EXTRACT TO READ:
▼
[File] [PATCH] Magdir/sql SQLite 3.x database; *.maple *.help *.db3 *.sdb

Christos Zoulas christos at zoulas.com
Fri Jul 30 15:00:05 UTC 2021


Committed, thanks!

christos

> On Jul 23, 2021, at 11:01 PM, Jörg Jenderek <joerg.jen.der.ek at gmx.net> wrote:
> 
> Hello,
> 
> some days ago i inspected some Maple examples with file name
> extension maple and help file name extension.
> 
> When running running file command version 5.40  on such examples and
> related files i get an output like:
> 
> AddrBook.db3:                     SQLite 3.x database,
> 				  last written using SQLite
> 				  version 3007005
> cgipcrvp.db3:                     SQLite 3.x database,
> 				  last written using SQLite
> 				  version 0
> corruptDB.sqlite:                 SQLite 3.x database,
> 				  user version 256,
> 				  last written using SQLite
> 				  version 0
> fmt-729-signature-id-1053.sqlite: SQLite 3.x database
> maple.help:                       SQLite 3.x database,
> 				  last written using SQLite
> 				  version 3027002
> storage.sqlite:                   SQLite 3.x database,
> 				  user version 65536,
> 				  last written using SQLite
> 				  version 3014001
> SystemID.maple:                   SQLite 3.x database,
> 				  application id 1558055407,
> 				  user version 15,
> 				  last written using SQLite
> 				  version 3013000
> weewx.sdb:                        SQLite 3.x database,
> 				  last written using SQLite
> 				  version 3027002
> 
> 
> With --extension only sqlite/sqlite3/db/dbe is displayed and with -i
> option deprecated application/x-sqlite3 is shown for examples.
> 
> For comparison reason i run the file format identification utility
> TrID ( See https://mark0.net/soft-trid-e.html).
> All examples are described by TrID as "SQLite 3.x database" by
> sqlite-3x.trid.xml. (See appended sqlite-trid-v.txt.gz ). It also
> displays related URL.
> 
> For the examples a page about SQLite on Wikipedia  was mentioned by
> TrID as related URL. On that page a Database File Format
> documentation is mentioned. So this information is now expressed by
> additional comment lines like:
> # URL:		https://en.wikipedia.org/wiki/SQLite
> # Reference:	https://www.sqlite.org/fileformat.html
> 
> The detection of  examples happens by lines inside Magdir/sql like:
> 
> 0   string  SQLite\ format\ 3	SQLite 3.x database
> !:mime	application/x-sqlite3
> !:ext sqlite/sqlite3/db/dbe
> 
> According to documentation the first 100 bytes are part of the
> database header. This contain some information.
▲
PROBLEM 1:
Show each line of the listing below that contains the string "wheel".
PROBLEM 2:
Continue the message about detecting SQLite 3.x databases with the file command, starting right after its last sentence.

[Dataset records]
▼
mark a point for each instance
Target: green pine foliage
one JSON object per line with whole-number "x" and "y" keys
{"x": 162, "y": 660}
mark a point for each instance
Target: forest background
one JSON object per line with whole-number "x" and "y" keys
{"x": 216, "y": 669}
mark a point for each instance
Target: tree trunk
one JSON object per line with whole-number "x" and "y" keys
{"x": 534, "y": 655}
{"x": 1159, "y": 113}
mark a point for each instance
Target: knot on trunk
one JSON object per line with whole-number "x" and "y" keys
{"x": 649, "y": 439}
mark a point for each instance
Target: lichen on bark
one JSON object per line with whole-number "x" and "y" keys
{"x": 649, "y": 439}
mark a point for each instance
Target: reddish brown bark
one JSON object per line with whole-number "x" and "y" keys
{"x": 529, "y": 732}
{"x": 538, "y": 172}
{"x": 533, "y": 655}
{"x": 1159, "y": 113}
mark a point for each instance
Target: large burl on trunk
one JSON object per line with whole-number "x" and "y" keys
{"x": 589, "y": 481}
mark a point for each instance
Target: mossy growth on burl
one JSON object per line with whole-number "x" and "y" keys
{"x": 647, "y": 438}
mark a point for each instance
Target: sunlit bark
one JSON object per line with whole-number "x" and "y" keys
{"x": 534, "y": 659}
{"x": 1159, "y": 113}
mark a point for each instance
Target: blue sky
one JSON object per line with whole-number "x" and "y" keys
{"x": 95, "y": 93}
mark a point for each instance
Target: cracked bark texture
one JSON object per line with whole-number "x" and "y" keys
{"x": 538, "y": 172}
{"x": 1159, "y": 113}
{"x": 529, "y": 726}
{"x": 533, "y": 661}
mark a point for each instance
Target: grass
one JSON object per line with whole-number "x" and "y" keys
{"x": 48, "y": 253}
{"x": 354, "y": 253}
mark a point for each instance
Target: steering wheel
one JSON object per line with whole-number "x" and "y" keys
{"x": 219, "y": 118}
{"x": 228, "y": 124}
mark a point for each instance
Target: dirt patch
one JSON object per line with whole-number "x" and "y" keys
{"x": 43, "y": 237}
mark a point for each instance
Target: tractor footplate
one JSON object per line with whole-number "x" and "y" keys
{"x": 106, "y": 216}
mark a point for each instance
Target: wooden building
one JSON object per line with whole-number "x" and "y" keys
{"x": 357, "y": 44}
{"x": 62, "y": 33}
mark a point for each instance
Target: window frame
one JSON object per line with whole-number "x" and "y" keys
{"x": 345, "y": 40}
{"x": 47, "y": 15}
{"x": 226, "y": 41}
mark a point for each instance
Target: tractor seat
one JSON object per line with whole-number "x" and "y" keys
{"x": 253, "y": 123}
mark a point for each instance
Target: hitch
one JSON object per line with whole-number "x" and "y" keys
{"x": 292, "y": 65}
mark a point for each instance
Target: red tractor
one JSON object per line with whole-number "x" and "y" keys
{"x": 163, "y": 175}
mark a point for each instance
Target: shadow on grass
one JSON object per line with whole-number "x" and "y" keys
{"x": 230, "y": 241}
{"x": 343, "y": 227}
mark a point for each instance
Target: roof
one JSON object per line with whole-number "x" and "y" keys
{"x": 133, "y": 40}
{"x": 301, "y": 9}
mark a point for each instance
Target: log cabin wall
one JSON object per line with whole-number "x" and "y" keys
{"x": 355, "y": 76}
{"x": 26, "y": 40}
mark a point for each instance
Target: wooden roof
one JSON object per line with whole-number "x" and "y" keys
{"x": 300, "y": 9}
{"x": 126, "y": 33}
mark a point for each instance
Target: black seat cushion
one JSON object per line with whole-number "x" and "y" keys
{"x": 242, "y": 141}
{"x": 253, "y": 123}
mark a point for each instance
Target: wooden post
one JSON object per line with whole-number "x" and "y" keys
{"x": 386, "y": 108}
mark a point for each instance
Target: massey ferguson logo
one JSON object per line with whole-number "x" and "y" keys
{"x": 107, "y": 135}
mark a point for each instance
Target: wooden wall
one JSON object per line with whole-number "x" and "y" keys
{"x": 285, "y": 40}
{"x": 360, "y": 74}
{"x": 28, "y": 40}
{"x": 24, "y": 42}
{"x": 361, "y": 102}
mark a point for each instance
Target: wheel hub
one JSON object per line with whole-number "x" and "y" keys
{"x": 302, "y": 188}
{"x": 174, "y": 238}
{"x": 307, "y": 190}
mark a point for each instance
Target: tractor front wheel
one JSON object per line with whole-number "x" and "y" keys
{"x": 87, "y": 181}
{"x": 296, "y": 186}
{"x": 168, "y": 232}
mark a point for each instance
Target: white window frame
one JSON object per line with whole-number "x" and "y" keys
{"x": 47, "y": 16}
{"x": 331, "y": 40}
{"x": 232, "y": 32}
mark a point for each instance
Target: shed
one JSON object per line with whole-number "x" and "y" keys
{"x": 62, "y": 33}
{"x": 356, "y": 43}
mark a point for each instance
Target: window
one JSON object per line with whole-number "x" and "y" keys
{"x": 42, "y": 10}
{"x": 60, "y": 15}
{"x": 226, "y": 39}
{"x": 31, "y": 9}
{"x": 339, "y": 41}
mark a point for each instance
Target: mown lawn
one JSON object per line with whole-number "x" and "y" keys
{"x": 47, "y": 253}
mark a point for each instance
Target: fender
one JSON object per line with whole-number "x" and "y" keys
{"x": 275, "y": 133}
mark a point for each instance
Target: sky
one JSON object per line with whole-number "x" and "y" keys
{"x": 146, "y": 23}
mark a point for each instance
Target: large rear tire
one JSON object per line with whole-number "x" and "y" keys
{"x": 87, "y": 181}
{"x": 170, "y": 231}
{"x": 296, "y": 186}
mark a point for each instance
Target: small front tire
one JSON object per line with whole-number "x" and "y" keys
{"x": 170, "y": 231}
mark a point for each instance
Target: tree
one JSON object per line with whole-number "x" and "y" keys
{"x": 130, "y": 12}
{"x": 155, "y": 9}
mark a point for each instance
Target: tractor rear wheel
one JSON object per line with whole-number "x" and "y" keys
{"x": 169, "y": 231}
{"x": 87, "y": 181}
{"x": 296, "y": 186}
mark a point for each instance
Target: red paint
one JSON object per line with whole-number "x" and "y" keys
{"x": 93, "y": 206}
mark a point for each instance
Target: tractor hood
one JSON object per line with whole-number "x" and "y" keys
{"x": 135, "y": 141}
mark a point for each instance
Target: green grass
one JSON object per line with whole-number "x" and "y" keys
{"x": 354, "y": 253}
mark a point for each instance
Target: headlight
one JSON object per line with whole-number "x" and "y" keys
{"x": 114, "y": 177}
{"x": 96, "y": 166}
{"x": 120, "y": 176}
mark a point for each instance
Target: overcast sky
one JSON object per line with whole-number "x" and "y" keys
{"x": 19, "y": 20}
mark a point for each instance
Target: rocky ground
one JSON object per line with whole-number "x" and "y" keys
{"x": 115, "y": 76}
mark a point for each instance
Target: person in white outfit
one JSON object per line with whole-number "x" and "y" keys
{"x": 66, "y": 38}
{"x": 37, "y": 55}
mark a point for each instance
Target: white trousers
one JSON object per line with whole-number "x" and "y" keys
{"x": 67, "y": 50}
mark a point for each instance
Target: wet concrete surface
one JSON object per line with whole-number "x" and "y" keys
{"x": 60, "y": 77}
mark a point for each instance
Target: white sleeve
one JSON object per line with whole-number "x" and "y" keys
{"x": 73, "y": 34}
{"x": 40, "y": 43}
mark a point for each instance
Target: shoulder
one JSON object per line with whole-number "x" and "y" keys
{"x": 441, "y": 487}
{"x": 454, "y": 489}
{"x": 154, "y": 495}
▲
EXERCISE RESULT 1:
Target: steering wheel
Target: wheel hub
Target: tractor front wheel
Target: tractor rear wheel

EXERCISE RESULT 2:
> The file command only print a few values at the moment. The
> SQLITE_VERSION_NUMBER ( like: 0 3008011 3016002 3007014 3017000
> 3022000 3028000 3031001) is shown by line like
> >96 belong  x           \b, last written using SQLite version %d
> 
> At offset 16 the page size is stored as 2 byte big endian integer.
> Must be a power of two between 512 and 32768. For my examples this
> was 512 1024 32768 and often 4096. So show now unusual values by line
> like:
> >>16 ubeshort !4096      \b, page size %u
> For example corruptDB.sqlite value was 24929 and for
> fmt-729-signature-id-1053.sqlite value was 0. First was an example
> for a corrupt database and is found inside Thunderbird sources.
> Second example is just a short 16 byte pattern for DROID file
> identifying tool. So i used that information to skip DROID example by
> additional second test by line like:
> >16 ubeshort >0                 SQLite 3.x
> !:mime	application/vnd.sqlite3
> Furthermore now the IANA official mime type is shown.
> 
> At offset 17 the file format write version is stored as byte. For
> WAL this value is 2 and for legacy (non WAL) value is 1. Afterwards
> the same applies for read version byte. So shown this information by
> lines like:
> >>18 ubyte   !1          \b, writer version %u
> >>19 ubyte   !1          \b, read version %u
> For example corruptDB.sqlite here again invalidness becomes visible
> by values 0 and 4.
> 
> At offset 21 the maximum embedded payload fraction is stored as byte
> value (Must be 64 or 40 hexadecimal)
> At offset 22 the minimum embedded payload fraction is stored as byte
> value (Must be 32 or 20 hexadecimal).
> At offset 23 the Leaf payload fraction is stored as byte value (Must
> be 32 or 20 hexadecimal). So show unexpected values by lines like:
>  >>21 ubyte   !64         \b, maximum payload %u
>  >>22 ubyte   !32         \b, minimum payload %u
>  >>23 ubyte   !32         \b, leaf payload %u
> Again for corrupt example here again invalidness becomes visible by
> values 1, 1 and 0.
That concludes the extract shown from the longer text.